(WORK INSTRUCTIONS) Every entry below should be written out again exactly.

[Saved entries]
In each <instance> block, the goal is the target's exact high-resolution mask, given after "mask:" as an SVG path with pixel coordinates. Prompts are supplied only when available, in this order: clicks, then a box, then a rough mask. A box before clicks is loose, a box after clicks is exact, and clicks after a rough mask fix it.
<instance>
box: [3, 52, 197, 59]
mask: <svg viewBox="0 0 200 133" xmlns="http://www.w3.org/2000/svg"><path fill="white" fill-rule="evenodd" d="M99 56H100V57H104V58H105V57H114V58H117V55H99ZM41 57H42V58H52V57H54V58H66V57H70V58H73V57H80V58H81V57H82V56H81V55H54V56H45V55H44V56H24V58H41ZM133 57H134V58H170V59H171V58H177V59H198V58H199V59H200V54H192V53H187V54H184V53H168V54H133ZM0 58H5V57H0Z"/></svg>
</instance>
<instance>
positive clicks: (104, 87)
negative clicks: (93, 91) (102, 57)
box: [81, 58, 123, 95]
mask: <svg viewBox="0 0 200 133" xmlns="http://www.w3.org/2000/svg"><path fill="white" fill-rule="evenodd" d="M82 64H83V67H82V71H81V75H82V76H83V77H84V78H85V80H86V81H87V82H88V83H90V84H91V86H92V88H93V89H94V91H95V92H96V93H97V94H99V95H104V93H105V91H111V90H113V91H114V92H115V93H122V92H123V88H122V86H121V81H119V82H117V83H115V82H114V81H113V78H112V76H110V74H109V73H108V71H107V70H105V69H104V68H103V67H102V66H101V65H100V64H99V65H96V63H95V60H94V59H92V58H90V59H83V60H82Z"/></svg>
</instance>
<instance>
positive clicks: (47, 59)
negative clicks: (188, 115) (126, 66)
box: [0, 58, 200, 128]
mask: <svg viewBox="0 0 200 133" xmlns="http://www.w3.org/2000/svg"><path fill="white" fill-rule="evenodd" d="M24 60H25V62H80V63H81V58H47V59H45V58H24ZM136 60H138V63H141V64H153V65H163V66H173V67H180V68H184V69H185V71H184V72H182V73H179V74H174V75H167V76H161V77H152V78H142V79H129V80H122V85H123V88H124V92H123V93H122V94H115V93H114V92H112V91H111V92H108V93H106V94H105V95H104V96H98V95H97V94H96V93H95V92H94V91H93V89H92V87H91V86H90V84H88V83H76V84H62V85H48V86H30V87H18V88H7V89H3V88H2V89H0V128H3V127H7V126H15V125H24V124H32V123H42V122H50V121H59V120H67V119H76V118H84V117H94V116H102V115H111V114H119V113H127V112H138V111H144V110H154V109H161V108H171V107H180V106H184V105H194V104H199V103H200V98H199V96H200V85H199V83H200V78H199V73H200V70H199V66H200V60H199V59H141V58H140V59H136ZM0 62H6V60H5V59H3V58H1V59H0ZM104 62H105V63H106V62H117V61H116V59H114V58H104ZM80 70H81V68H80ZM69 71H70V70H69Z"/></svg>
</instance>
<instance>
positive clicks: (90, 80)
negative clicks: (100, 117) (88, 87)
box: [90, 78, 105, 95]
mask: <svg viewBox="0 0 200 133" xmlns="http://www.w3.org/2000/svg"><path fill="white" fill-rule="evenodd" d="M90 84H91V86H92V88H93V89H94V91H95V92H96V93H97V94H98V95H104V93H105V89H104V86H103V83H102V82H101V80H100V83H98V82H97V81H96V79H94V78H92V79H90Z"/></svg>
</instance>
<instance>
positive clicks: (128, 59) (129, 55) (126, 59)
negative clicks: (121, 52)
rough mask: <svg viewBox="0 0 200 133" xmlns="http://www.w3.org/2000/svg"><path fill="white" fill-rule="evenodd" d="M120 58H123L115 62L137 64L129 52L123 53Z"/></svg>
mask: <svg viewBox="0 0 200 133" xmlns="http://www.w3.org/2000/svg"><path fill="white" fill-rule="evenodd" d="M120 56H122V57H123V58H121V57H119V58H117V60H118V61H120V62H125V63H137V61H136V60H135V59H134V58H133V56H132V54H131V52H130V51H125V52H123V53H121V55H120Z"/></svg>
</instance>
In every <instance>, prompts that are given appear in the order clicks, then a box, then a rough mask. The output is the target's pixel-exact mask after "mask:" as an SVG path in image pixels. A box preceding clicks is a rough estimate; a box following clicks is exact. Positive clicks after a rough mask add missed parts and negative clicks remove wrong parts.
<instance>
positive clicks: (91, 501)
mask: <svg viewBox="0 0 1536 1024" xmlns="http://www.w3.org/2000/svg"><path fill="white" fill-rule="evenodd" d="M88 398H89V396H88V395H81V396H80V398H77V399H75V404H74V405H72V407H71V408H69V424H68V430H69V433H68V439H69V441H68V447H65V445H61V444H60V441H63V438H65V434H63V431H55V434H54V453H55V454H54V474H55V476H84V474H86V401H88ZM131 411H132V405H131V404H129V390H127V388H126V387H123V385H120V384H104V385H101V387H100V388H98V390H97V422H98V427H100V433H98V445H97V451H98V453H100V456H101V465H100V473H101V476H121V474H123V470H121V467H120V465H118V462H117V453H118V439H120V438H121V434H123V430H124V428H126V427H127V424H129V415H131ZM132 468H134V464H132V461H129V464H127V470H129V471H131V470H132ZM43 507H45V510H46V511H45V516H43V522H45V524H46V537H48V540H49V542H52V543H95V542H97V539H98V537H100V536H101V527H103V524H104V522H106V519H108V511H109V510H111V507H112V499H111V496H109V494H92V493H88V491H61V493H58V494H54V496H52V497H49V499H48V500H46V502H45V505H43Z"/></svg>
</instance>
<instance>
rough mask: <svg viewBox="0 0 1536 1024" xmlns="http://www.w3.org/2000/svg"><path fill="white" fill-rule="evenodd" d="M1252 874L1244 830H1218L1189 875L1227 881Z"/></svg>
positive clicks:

(PROBLEM SOLUTION)
In each <instance> block, the goal is the target's exact high-resolution mask, given after "mask:" as an SVG path with pixel coordinates. Prompts are supplied only when available, in this order: clicks, then a box, then a rough mask. A box before clicks is loose, a box after clicks is exact, and clicks after a rough mask fix it.
<instance>
box: [3, 52, 197, 59]
mask: <svg viewBox="0 0 200 133" xmlns="http://www.w3.org/2000/svg"><path fill="white" fill-rule="evenodd" d="M99 56H100V57H104V58H105V57H114V58H117V55H99ZM41 57H42V58H52V57H54V58H66V57H70V58H73V57H80V58H81V57H82V56H81V55H54V56H45V55H44V56H24V58H41ZM133 57H134V58H170V59H171V58H177V59H198V58H199V59H200V54H192V53H187V54H184V53H168V54H133ZM0 58H5V57H0Z"/></svg>
</instance>
<instance>
positive clicks: (104, 87)
negative clicks: (93, 91) (102, 57)
box: [81, 58, 123, 95]
mask: <svg viewBox="0 0 200 133" xmlns="http://www.w3.org/2000/svg"><path fill="white" fill-rule="evenodd" d="M82 64H83V67H82V71H81V75H82V76H83V77H84V78H85V80H86V81H87V82H88V83H90V84H91V86H92V88H93V89H94V91H95V92H96V93H97V94H99V95H104V93H105V91H111V90H113V91H114V92H115V93H122V92H123V88H122V86H121V81H119V82H117V83H115V82H114V81H113V78H112V76H110V74H109V73H108V71H107V70H105V69H104V68H103V67H102V66H101V65H100V64H99V65H96V63H95V60H94V59H92V58H90V59H83V60H82Z"/></svg>
</instance>
<instance>
positive clicks: (47, 59)
negative clicks: (188, 115) (126, 66)
box: [0, 58, 200, 128]
mask: <svg viewBox="0 0 200 133" xmlns="http://www.w3.org/2000/svg"><path fill="white" fill-rule="evenodd" d="M24 60H25V62H80V63H81V58H47V59H45V58H24ZM136 60H138V63H141V64H153V65H163V66H173V67H180V68H184V69H185V71H184V72H182V73H179V74H174V75H167V76H161V77H152V78H142V79H129V80H122V85H123V88H124V92H123V93H122V94H115V93H114V92H112V91H111V92H108V93H106V94H105V95H104V96H98V95H97V94H96V93H95V92H94V91H93V89H92V87H91V86H90V84H88V83H76V84H62V85H48V86H30V87H18V88H7V89H3V88H2V89H0V128H3V127H7V126H15V125H24V124H32V123H42V122H50V121H59V120H67V119H76V118H84V117H94V116H102V115H111V114H119V113H127V112H138V111H144V110H154V109H161V108H171V107H180V106H184V105H194V104H199V103H200V98H199V96H200V85H199V83H200V78H199V73H200V70H199V66H200V60H199V59H141V58H140V59H136ZM0 62H6V60H5V59H3V58H1V59H0ZM104 62H105V63H106V62H117V61H116V59H114V58H104ZM80 70H81V68H80ZM69 71H70V70H69Z"/></svg>
</instance>
<instance>
positive clicks: (90, 80)
negative clicks: (100, 117) (88, 87)
box: [90, 78, 105, 95]
mask: <svg viewBox="0 0 200 133" xmlns="http://www.w3.org/2000/svg"><path fill="white" fill-rule="evenodd" d="M90 84H91V86H92V88H93V89H94V91H95V92H96V93H97V94H98V95H104V93H105V89H104V86H103V83H102V82H101V80H100V83H98V82H97V81H96V79H94V78H92V79H90Z"/></svg>
</instance>
<instance>
positive clicks: (128, 59) (129, 55) (126, 59)
negative clicks: (121, 52)
rough mask: <svg viewBox="0 0 200 133" xmlns="http://www.w3.org/2000/svg"><path fill="white" fill-rule="evenodd" d="M120 58H123L115 62L137 64L129 52L123 53Z"/></svg>
mask: <svg viewBox="0 0 200 133" xmlns="http://www.w3.org/2000/svg"><path fill="white" fill-rule="evenodd" d="M120 56H122V57H123V58H121V57H119V58H117V60H118V61H120V62H125V63H137V61H136V60H135V59H134V58H133V56H132V54H131V52H130V51H125V52H123V53H121V55H120Z"/></svg>
</instance>
In every <instance>, prompts that are given appear in the order clicks, then a box, then a rough mask. The output is the target's pixel-exact mask after "mask:" as an SVG path in image pixels. A box preceding clicks is a rough estimate; a box following clicks is exact. Positive clicks after a rough mask add missed parts and negative clicks remove wrong parts.
<instance>
positive clicks: (91, 501)
mask: <svg viewBox="0 0 1536 1024" xmlns="http://www.w3.org/2000/svg"><path fill="white" fill-rule="evenodd" d="M88 398H89V396H88V395H81V396H80V398H77V399H75V404H74V405H72V407H71V408H69V424H68V430H69V433H68V439H69V441H68V447H65V445H61V444H60V441H63V438H65V434H63V431H55V434H54V453H55V454H54V474H55V476H84V474H86V401H88ZM131 411H132V405H131V404H129V390H127V388H126V387H123V385H120V384H104V385H101V387H100V388H98V390H97V422H98V427H100V433H98V445H97V451H98V453H100V456H101V465H100V473H101V476H121V474H123V470H121V467H120V465H118V462H117V453H118V439H120V438H121V434H123V430H124V428H126V427H127V424H129V415H131ZM132 468H134V464H132V461H129V464H127V470H129V471H131V470H132ZM43 507H45V510H46V511H45V516H43V522H45V524H46V537H48V540H49V542H52V543H95V542H97V539H98V537H100V536H101V527H103V524H104V522H106V519H108V511H109V510H111V507H112V499H111V496H109V494H92V493H88V491H61V493H58V494H54V496H52V497H49V499H48V500H46V502H45V505H43Z"/></svg>
</instance>
<instance>
rough mask: <svg viewBox="0 0 1536 1024" xmlns="http://www.w3.org/2000/svg"><path fill="white" fill-rule="evenodd" d="M1252 874L1244 830H1218L1189 875L1227 881Z"/></svg>
positive clicks:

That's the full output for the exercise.